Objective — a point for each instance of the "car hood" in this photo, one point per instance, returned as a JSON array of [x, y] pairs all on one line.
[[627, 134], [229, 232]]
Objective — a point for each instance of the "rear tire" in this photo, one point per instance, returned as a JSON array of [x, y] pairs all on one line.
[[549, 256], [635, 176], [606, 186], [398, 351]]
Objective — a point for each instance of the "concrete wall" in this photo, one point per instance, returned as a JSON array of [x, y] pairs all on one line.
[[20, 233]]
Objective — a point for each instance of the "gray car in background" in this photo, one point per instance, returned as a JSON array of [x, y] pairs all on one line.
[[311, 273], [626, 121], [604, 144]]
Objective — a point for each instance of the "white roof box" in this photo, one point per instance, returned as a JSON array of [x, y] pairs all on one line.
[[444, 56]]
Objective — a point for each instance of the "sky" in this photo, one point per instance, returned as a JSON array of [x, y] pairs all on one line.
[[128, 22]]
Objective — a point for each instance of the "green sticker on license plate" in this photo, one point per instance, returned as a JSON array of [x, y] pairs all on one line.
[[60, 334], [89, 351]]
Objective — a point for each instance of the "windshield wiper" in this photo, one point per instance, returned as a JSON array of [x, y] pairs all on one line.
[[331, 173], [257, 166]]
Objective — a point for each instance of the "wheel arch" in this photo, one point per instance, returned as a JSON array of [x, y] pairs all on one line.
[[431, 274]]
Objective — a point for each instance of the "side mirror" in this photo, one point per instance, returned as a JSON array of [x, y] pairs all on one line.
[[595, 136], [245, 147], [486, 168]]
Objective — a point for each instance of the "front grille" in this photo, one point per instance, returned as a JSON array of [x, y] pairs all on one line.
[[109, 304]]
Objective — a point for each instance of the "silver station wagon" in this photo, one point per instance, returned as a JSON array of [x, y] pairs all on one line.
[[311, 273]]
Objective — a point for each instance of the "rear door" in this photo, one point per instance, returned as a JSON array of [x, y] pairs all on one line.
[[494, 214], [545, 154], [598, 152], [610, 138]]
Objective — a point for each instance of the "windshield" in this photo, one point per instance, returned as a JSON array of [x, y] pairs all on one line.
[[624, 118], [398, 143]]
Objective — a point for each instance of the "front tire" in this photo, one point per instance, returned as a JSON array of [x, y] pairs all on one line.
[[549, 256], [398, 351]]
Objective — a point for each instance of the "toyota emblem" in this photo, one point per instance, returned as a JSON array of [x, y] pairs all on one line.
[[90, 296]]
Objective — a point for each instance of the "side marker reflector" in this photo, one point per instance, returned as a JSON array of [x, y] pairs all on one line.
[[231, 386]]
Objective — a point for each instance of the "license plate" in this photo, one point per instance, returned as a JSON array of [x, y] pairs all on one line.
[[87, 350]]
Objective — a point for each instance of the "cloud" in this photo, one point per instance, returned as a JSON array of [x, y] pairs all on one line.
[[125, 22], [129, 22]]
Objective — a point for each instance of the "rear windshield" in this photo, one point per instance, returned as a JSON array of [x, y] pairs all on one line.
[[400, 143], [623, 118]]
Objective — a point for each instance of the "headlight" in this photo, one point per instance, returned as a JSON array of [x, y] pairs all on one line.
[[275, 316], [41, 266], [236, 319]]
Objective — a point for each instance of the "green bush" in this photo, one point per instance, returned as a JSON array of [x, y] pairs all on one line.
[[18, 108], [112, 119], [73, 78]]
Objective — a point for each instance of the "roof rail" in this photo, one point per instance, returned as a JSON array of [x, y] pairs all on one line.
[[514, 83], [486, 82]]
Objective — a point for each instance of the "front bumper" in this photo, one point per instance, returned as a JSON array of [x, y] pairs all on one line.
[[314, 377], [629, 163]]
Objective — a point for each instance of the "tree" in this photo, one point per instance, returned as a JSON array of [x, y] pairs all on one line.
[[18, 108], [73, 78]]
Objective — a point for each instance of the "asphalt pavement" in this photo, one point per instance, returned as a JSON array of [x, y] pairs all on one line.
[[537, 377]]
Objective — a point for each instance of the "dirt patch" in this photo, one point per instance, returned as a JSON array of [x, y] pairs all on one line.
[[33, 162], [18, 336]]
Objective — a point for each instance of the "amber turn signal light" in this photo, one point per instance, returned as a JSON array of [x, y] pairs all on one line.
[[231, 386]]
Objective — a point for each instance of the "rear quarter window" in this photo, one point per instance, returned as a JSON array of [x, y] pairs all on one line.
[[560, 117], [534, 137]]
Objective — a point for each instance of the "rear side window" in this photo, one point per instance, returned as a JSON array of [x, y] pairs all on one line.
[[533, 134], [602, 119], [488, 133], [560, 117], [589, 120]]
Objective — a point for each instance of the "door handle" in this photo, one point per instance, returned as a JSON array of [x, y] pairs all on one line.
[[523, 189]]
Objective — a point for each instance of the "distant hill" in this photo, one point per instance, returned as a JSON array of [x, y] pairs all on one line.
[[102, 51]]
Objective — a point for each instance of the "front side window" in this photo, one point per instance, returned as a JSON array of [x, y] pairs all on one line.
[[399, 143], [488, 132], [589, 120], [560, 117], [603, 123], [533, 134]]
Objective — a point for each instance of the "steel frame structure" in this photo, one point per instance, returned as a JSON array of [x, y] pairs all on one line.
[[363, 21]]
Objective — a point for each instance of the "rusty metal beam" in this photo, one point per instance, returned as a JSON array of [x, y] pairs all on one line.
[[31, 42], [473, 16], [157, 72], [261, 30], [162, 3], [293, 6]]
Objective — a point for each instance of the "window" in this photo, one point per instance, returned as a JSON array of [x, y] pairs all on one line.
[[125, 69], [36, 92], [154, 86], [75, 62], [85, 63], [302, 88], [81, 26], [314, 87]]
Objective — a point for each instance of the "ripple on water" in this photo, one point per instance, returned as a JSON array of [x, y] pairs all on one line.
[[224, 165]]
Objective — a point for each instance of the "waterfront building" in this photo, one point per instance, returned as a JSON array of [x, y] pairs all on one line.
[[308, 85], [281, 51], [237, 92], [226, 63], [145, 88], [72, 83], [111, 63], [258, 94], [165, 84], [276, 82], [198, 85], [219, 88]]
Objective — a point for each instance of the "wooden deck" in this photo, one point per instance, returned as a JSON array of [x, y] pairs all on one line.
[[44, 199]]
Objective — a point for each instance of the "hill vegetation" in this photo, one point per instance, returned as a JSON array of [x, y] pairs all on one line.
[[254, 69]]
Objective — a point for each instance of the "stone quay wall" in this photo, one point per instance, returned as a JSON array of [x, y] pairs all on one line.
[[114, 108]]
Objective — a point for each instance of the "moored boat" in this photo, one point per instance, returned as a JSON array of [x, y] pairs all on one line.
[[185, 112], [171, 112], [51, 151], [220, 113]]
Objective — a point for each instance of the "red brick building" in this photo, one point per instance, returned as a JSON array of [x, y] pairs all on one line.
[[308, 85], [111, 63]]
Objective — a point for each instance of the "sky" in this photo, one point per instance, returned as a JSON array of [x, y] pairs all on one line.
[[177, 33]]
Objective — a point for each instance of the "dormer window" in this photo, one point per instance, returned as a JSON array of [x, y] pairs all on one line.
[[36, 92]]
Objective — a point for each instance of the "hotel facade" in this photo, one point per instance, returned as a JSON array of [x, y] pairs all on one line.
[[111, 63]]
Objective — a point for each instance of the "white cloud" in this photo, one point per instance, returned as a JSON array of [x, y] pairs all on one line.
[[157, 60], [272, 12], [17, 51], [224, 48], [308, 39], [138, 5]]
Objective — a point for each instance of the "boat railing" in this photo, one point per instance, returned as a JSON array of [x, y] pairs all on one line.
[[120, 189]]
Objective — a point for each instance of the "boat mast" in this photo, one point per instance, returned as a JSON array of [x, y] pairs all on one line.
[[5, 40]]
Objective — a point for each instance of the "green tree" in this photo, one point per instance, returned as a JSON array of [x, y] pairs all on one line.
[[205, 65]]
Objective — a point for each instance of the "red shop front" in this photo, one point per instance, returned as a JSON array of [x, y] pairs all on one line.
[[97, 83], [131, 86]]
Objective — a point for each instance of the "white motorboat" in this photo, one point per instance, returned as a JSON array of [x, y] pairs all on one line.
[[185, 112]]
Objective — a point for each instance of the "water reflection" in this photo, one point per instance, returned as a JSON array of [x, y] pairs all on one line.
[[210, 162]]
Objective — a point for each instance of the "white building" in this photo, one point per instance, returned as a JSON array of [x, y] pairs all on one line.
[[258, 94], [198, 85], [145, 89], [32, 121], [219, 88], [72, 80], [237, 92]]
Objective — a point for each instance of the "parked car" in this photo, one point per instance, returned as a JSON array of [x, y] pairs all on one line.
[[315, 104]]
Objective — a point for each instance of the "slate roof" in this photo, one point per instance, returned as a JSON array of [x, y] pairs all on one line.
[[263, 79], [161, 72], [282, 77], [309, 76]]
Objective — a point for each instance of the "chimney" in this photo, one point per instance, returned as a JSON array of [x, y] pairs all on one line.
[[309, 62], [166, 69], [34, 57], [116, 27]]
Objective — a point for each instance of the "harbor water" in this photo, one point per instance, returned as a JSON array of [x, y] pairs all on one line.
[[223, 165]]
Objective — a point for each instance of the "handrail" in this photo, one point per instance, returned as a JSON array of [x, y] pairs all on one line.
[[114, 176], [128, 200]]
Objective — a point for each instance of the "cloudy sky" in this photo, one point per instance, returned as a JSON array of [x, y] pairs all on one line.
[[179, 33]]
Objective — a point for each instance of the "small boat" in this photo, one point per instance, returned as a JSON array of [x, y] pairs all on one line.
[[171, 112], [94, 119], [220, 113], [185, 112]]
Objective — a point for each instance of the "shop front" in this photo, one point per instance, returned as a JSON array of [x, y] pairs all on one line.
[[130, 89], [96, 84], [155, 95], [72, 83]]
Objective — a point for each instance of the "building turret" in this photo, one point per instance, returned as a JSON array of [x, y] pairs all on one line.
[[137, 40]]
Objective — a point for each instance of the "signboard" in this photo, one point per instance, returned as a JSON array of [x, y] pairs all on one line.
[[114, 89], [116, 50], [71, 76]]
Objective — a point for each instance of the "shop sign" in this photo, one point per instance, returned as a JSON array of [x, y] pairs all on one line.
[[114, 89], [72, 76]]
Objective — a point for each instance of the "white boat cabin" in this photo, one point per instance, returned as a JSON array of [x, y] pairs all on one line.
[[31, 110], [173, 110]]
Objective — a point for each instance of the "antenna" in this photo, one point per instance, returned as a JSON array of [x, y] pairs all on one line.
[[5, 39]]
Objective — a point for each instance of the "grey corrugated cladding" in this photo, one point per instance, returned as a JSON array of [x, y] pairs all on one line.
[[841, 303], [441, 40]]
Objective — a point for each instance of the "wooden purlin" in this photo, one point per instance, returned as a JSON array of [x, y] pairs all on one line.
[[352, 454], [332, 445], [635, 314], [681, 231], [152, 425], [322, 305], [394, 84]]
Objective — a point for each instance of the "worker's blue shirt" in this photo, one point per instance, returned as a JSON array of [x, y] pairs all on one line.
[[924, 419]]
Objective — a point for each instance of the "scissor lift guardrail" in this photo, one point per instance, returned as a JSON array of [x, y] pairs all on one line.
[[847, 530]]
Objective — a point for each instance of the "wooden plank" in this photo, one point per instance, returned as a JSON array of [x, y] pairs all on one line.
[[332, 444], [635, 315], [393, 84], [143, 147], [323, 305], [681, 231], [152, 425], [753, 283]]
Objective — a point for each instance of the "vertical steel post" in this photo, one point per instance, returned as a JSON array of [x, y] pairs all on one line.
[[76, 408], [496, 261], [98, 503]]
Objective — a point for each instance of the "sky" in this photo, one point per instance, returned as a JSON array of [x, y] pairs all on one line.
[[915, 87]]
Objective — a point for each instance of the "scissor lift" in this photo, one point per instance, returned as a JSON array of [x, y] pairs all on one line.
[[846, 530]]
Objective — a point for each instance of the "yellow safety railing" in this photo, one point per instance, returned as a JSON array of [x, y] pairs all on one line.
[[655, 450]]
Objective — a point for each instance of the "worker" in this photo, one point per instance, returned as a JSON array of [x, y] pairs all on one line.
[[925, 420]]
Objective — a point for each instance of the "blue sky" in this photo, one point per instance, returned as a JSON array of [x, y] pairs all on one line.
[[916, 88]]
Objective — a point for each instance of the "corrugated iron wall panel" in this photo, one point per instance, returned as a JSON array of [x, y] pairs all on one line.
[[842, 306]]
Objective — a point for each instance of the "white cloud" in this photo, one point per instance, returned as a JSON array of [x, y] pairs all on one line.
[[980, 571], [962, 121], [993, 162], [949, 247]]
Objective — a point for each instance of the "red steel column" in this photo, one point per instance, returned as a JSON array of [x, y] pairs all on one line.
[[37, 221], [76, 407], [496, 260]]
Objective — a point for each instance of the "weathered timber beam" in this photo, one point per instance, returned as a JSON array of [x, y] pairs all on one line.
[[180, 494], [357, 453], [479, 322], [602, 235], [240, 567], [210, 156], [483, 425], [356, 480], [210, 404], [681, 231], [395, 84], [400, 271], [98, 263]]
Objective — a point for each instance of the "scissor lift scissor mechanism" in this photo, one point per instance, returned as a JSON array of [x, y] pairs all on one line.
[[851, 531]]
※
Render the lines from the beginning through the one containing "[[444, 56]]" as a two-column CSV with the headers label_prompt and points. Each row should hold a line and the answer line that follows it, with each field quoted and any line breaks replaced by spaces.

label_prompt,points
"Objective — a point for each instance of the ""car hood"" in this photo, one point per instance, returned as a JSON array of [x, y] pairs all on one line.","[[627, 134], [229, 232]]"
"Objective — a point for each instance of the ""rear tire"" in this photo, one point per instance, returned as a JSON array of [x, y] pairs all on one line.","[[549, 256], [635, 176], [606, 186], [398, 351]]"
"Objective — a point for each instance of the ""concrete wall"" in this photo, one point per instance, returned as a JSON array of [x, y] pairs all on one line.","[[20, 233]]"
"Objective — a point for each instance of the ""gray car in background"" in this photo, one point per instance, returned as a JSON array of [x, y] pairs all on one line.","[[311, 273], [626, 121], [604, 144]]"
"Objective — a point for each instance of the ""white roof box"" in this photo, one point per instance, returned as a JSON array of [x, y] pairs all on one line.","[[444, 56]]"